In this exercise, return the whole listing exactly, excluding any images.

[Source material start]

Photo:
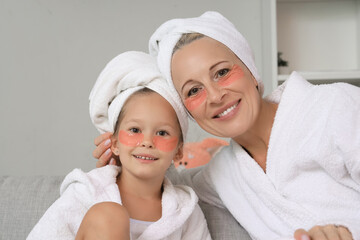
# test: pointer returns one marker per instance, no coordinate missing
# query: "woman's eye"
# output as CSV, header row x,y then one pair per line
x,y
222,72
193,91
162,133
134,130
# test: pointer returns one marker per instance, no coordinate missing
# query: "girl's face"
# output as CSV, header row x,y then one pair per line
x,y
216,87
148,137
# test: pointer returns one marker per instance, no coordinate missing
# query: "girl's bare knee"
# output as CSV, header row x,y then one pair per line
x,y
106,220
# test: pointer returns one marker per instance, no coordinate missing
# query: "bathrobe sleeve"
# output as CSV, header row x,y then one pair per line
x,y
346,121
196,226
199,179
343,130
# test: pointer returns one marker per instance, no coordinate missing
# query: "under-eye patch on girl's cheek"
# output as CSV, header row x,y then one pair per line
x,y
235,74
165,144
193,102
130,139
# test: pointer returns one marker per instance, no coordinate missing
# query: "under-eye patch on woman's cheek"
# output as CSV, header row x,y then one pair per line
x,y
165,144
130,139
235,74
195,101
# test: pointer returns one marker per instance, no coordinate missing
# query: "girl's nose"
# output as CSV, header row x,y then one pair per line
x,y
147,142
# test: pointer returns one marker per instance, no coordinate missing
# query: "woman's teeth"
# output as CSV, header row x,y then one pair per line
x,y
145,158
227,110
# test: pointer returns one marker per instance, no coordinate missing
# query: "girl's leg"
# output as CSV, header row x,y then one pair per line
x,y
105,221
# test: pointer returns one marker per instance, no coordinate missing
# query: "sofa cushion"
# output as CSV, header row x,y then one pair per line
x,y
24,200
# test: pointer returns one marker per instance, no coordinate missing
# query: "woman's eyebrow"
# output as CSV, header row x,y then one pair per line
x,y
213,66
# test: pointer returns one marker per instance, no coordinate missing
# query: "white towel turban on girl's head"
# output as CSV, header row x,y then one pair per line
x,y
123,76
211,24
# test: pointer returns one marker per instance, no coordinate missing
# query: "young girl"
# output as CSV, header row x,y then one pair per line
x,y
136,200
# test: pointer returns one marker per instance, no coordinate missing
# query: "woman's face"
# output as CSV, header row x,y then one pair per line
x,y
216,87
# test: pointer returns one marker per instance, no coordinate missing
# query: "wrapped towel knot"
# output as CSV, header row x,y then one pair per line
x,y
123,76
211,24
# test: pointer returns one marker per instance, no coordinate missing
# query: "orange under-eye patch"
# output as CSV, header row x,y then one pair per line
x,y
165,144
130,139
193,102
235,74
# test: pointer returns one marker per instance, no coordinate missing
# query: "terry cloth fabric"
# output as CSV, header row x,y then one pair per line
x,y
312,171
211,24
121,77
181,217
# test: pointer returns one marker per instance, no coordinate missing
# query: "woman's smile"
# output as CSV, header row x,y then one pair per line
x,y
228,112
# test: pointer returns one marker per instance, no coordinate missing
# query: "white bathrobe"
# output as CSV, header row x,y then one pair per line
x,y
313,165
181,217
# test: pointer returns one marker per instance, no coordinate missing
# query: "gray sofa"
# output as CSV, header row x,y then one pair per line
x,y
24,200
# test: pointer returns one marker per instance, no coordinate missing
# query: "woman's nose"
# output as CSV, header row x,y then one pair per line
x,y
215,92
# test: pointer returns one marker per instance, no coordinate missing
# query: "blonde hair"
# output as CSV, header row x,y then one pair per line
x,y
185,39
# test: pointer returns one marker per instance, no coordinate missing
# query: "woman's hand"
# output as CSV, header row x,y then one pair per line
x,y
327,232
102,151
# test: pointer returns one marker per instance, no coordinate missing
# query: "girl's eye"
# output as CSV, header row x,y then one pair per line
x,y
134,130
222,73
162,133
193,91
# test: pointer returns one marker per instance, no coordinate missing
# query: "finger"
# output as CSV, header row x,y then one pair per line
x,y
112,162
344,233
102,148
104,158
331,232
316,233
102,138
301,234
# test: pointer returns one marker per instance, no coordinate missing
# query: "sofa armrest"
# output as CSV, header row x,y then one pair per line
x,y
23,201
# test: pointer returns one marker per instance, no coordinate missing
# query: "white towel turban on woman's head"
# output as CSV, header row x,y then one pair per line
x,y
123,76
211,24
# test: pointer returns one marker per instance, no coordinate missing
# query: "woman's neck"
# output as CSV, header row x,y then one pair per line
x,y
141,197
256,139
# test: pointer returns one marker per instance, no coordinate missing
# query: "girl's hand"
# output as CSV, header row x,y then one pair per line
x,y
102,151
327,232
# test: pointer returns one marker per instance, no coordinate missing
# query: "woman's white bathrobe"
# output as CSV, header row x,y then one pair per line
x,y
181,217
313,165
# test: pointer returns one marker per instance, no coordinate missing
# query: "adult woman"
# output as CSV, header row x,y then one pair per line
x,y
287,151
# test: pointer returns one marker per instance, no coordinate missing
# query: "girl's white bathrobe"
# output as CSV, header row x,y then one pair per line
x,y
181,217
312,171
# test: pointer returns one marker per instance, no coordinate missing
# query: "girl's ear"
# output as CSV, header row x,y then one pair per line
x,y
114,147
180,153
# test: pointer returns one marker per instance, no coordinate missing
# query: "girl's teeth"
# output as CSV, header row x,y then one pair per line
x,y
145,158
228,110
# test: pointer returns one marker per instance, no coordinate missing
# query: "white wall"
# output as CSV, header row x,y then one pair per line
x,y
51,54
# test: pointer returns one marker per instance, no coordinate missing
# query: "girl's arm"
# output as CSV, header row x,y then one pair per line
x,y
326,232
196,226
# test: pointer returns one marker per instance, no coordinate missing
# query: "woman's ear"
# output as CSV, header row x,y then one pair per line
x,y
114,145
180,153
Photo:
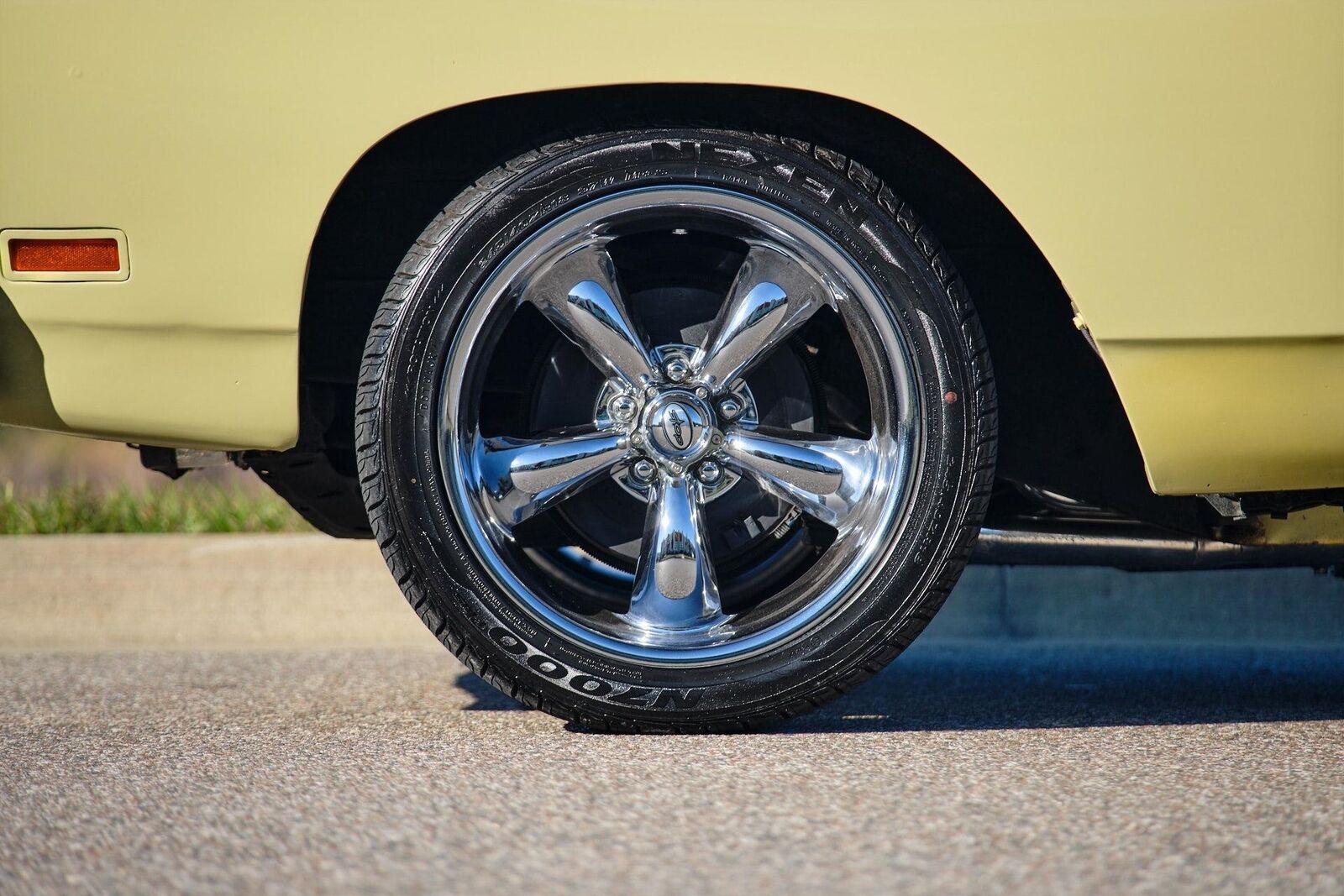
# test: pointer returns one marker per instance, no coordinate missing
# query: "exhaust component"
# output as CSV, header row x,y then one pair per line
x,y
1136,547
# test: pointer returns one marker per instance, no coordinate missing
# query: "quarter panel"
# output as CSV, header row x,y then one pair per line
x,y
1179,161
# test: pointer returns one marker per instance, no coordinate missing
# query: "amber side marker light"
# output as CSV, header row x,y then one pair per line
x,y
64,255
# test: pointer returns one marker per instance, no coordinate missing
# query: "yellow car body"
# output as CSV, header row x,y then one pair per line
x,y
1179,163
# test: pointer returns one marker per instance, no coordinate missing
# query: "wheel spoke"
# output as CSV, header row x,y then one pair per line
x,y
523,477
581,296
770,297
826,476
674,584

[Source material end]

** Answer for the task **
Photo:
# test: pointer returns one marker per instance, no coordinate missing
# query: "woman's eye"
# output as CSV, header row x,y then one pair per line
x,y
222,72
193,91
162,133
134,130
# test: pointer returns one marker per instance, no coordinate missing
# query: "girl's face"
# output as CSV, header row x,y then one pair per line
x,y
216,87
148,137
# test: pointer returns one marker per instance, no coordinate missing
# query: "girl's bare knee"
# output as CSV, header row x,y then one pair per line
x,y
106,220
# test: pointer returns one marker per instance, no coordinate missing
# query: "bathrobe sleeve"
# output as CSV, header row x,y then one pair per line
x,y
346,121
196,226
199,179
343,130
# test: pointer returns one marker per instance, no coordinate missing
# query: "under-eye patch on girl's cheek"
# output as CSV, header row x,y then one pair per line
x,y
235,74
165,144
193,102
130,139
# test: pointer returns one marker per instance, no coordinate missing
# query: "under-eye patch on woman's cheek"
# output as CSV, header row x,y then one pair per line
x,y
165,144
130,139
235,74
195,101
# test: pointer returns one marker per instance, no coordinate missing
# query: "girl's nose"
# output as CSV, header row x,y then one pair per line
x,y
147,142
# test: pointer returns one marker per instance, no coordinate missing
# query: "woman's teeth"
# output as CSV, header row x,y then one pair per line
x,y
145,158
227,110
# test: pointer returns one marker per instance, no coordinate missing
# query: "girl's leg"
# output as CSV, header row x,y then one pair per line
x,y
105,221
# test: pointer returns one marker per instance, no coordinate missing
# query: "sofa cushion"
# output as CSV, header row x,y then one pair per line
x,y
24,200
# test: pointer returns one marker per instance, no coordinate missing
# query: "woman's eyebrow"
# output as CSV, header row x,y then one pair per line
x,y
213,66
# test: pointer returns one marker per instance, no coordinate missing
# query: "white towel turban on girl's head"
# output as CSV, header row x,y then one pair per line
x,y
123,76
211,24
# test: pointer returns one marker per instance, no coordinate missing
# query: "young girl"
# output as CSV, header row x,y then one pair per line
x,y
136,200
# test: pointer returns one marker per instance, no coordinate missing
# query: "woman's face"
# output as CSV, header row x,y then one pair per line
x,y
216,87
# test: pointer returns one marker per instance, no coordinate missing
# query: "wrapped towel knot"
# output as CSV, header row x,y then one pair per line
x,y
123,76
211,24
# test: pointer returns one marker per instance, no coordinate missing
# query: "orange under-eye patch"
# output as CSV, header row x,y then one pair per line
x,y
165,144
130,139
193,102
235,74
# test: pointer returns one marker per instance, no coordinate missing
# query: "terry cloth fabric"
# output as CSV, header row x,y then one pair per line
x,y
312,171
211,24
121,77
181,217
# test: pointer returns one marker per instance, no coordinate missing
# query: "woman's smile"
# output as CSV, header row x,y then one pair per line
x,y
228,112
# test: pointer returns one marker per instance, no coordinate missing
# query: "white bathrobe"
# output as CSV, header row x,y then one pair per line
x,y
313,165
181,217
# test: pointer returns one marker per instance, no coordinate missing
# query: "gray sofa"
# output as CSV, header row x,y then one pair per line
x,y
24,200
# test: pointer returns one marker per instance, no coordinate missing
# query: "woman's nose"
# output as CSV, header row x,y then one pair per line
x,y
215,92
# test: pointer returns one marker per instance, no coordinate missing
# query: "blonde hair"
# output as CSV, header row x,y then one pair per line
x,y
185,39
# test: pointer returns one marker per instance, no coordinate missing
# query: "woman's hand"
# output as CSV, header row x,y then one pair per line
x,y
327,232
102,151
# test: pointer returns one marker per instance, no coordinate missing
# query: "girl's eye"
# output as CSV, header row x,y then one pair per line
x,y
134,130
222,73
162,133
193,91
# test: pointer returns one marker per instance, no coordinate missing
# query: "finger"
# output as CSV, header row x,y then one pair per line
x,y
112,162
344,233
102,148
104,158
331,232
316,233
102,138
301,234
# test: pointer returns one marker per instance, no coordinate missing
# query: "sofa armrest"
# output as CSV, header row x,y then one pair per line
x,y
23,201
# test: pointer returns one marker per instance, no coordinate missing
# query: "white towel turban on woman's head"
# output as CSV, header row x,y then one pair per line
x,y
123,76
211,24
# test: pointer returns one marker per instance, no coordinate missing
# query: "woman's neck"
# output as CSV, header row x,y then one pair per line
x,y
141,197
256,139
# test: pointer returns one marker per instance, no coordinate missing
# query: "girl's hand"
# output as CSV, header row x,y then one pair per line
x,y
102,151
327,232
# test: pointer returns one marker per instance, no coordinate missing
# query: "woman's white bathrobe"
# output as CSV, header row x,y then one pair per line
x,y
181,217
313,165
# test: pointer returns one marker per instance, no coordinate missing
# query: "adult woman"
# output as CSV, header row x,y then one pair per line
x,y
287,151
# test: pointer returns one marker per instance, no coordinate missing
# query: "girl's white bathrobe"
# output as CSV, header row x,y then one pair per line
x,y
181,217
312,171
# test: pointer returns one marker per instance, no coordinate missing
# query: "girl's ear"
# output as CSV, header row x,y then one pair per line
x,y
114,147
180,153
# test: pointer returns one marker per instance, no coordinate missing
# query: "girl's teeth"
# output as CSV, header row x,y then one pair per line
x,y
145,158
228,110
# test: pointer returns one marker per instance, no coordinate missing
# query: "white wall"
# output as CSV, header row x,y then one pair per line
x,y
51,54
# test: pointer returns one marker per instance, no coordinate missing
# query: "girl's arm"
# output as CSV, header row x,y then one pair per line
x,y
326,232
196,226
# test: pointer returns one marker per instance, no coordinate missing
# query: "woman's ear"
# output as CSV, header row x,y then one pair per line
x,y
114,145
180,153
Photo:
# test: pointer returns one marker per instance, no coordinate missing
# query: "exhaust component"
# output as CSV, header row x,y then one pair per line
x,y
1136,547
# test: pointer returns one marker per instance, no coordinate missing
# query: "quarter panel"
# output as CSV, header row x,y then one pair per line
x,y
1179,161
# test: pointer returns one marker per instance, no coordinate missing
# query: "amber side marker light"
# output as CSV, header row x,y then one pair per line
x,y
64,255
# test: pointer returns one marker per instance, no coordinate missing
# query: "yellow car body"
# output as CSV, header row x,y then one pair per line
x,y
1179,163
# test: pointer returns one marker per instance, no coordinate missing
# query: "wheel spoke"
# output as CSV, header row x,y then one pair per line
x,y
523,477
581,296
770,297
826,476
674,584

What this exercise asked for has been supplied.